**REQUIRED TASKS**
1. From the adoption passage, return the text from "I added waiting" up to and including "into my heart.".
2. According to the adoption passage, where were the narrator and her son sitting when she first realized she was no longer waiting?

**SELECTED PASSAGE**
+---+

So with all the waiting then came all the guilt. Why wasn't I more excited about this child? Why couldn't I make this work? Where was my heart?
I added waiting for the love to kick in to my list. Don't get me wrong. I loved my young son from day one. From the first moment I saw him toddling down that dingy hallway at the orphanage I loved him. Maybe that was why this adoption wait was so difficult for me. Because my love for him was so strong. My desire to have that family I had always pictured was strong. And so I waited.
The funny thing is that despite all that waiting, that perfect family never showed up. And as each day passed, full of tears and fighting and thrown food, that perfect family picture changed a little. Maybe I didn't need perfect. Maybe I would settle for a dinner without a meltdown. Maybe I would trade perfect for less bruising at the hands of a two year old. Every day the perfect picture faded and eventually a new image settled into my heart.
Happiness replaced anger. Grace replaced selfishness. The wait came to an end. The end snuck up on me, really. We are not through with the issues. My son may always have early life trauma related baggage to carry around. But I will always be there to help him carry it. And I no longer feel as though I am waiting for anything. I think I realized it for the first time the other day, as, ironically, I was waiting for our behavioral therapy appointment to begin. My son and I were sitting together on a sofa in the waiting room, surrounded by older kids and harried looking adults, and as we snuggled together to read a book I realized something. I was not holding my shoulders so tight they ached. I was not practically sitting on my son to get him to sit still. I was no longer holding my breath. I was simply a mom, reading a book to her four year old son. Yes, he still cannot sit still. He still has food issues and he still has moments of total meltdown. Yes, a good part of the reason that he is doing so well is all of the work we have put in to getting him to where he is. And yes, there are days that it is exhausting. But I am no longer waiting. No more do I wait for the anger to pass, both in him and in myself. No longer do I wait to run an errand because I just can't face taking him with me. No longer do I dread bedtimes or family dinners. No longer do I feel as though I am simply housing this lost little boy. No more. Now when I look at my persevering preschooler, I see my son. And it makes me smile. Because we made it through the wait. There will be more waiting in our future. More therapy, more issues, more meltdowns and, I am sure, a lot more frustrating moments. But during all of those waits it will feel less like waiting and more like what it is- living. The wait is over! We may not look like the perfect family, and we may not look like the family I always pictured as perfect, but we are perfectly placed together. And that was worth the wait.

+---+

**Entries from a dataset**
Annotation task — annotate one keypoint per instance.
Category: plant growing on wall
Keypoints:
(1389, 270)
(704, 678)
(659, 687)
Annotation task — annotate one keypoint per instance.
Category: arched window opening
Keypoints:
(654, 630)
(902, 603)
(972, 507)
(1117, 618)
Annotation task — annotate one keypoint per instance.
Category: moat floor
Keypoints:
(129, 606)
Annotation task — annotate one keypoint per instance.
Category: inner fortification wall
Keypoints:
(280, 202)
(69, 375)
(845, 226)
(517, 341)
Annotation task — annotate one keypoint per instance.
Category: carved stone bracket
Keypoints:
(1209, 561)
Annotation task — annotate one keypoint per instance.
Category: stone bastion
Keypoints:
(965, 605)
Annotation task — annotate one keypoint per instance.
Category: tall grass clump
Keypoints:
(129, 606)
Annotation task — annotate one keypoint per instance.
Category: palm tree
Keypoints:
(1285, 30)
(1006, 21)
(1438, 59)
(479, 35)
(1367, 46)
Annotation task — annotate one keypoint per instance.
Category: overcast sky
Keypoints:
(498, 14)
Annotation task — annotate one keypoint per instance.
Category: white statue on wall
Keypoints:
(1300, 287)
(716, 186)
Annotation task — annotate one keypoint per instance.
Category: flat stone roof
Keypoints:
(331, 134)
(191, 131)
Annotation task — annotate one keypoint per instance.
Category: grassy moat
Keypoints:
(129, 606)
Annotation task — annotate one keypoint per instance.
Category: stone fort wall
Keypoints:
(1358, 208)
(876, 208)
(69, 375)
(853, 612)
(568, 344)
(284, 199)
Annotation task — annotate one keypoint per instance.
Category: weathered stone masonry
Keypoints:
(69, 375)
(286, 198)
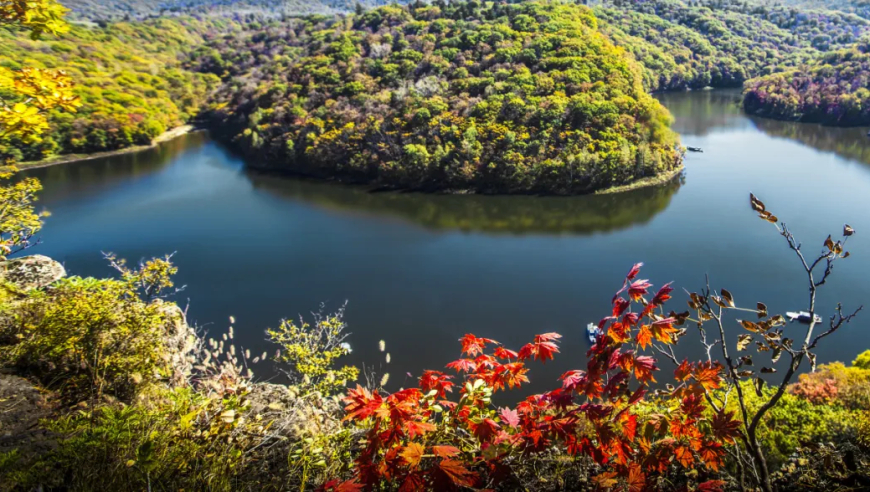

+---+

**SOLVED PROBLEMS**
1.
I added waiting for the love to kick in to my list. Don't get me wrong. I loved my young son from day one. From the first moment I saw him toddling down that dingy hallway at the orphanage I loved him. Maybe that was why this adoption wait was so difficult for me. Because my love for him was so strong. My desire to have that family I had always pictured was strong. And so I waited.
The funny thing is that despite all that waiting, that perfect family never showed up. And as each day passed, full of tears and fighting and thrown food, that perfect family picture changed a little. Maybe I didn't need perfect. Maybe I would settle for a dinner without a meltdown. Maybe I would trade perfect for less bruising at the hands of a two year old. Every day the perfect picture faded and eventually a new image settled into my heart.

2. On a sofa in the waiting room before their behavioral therapy appointment.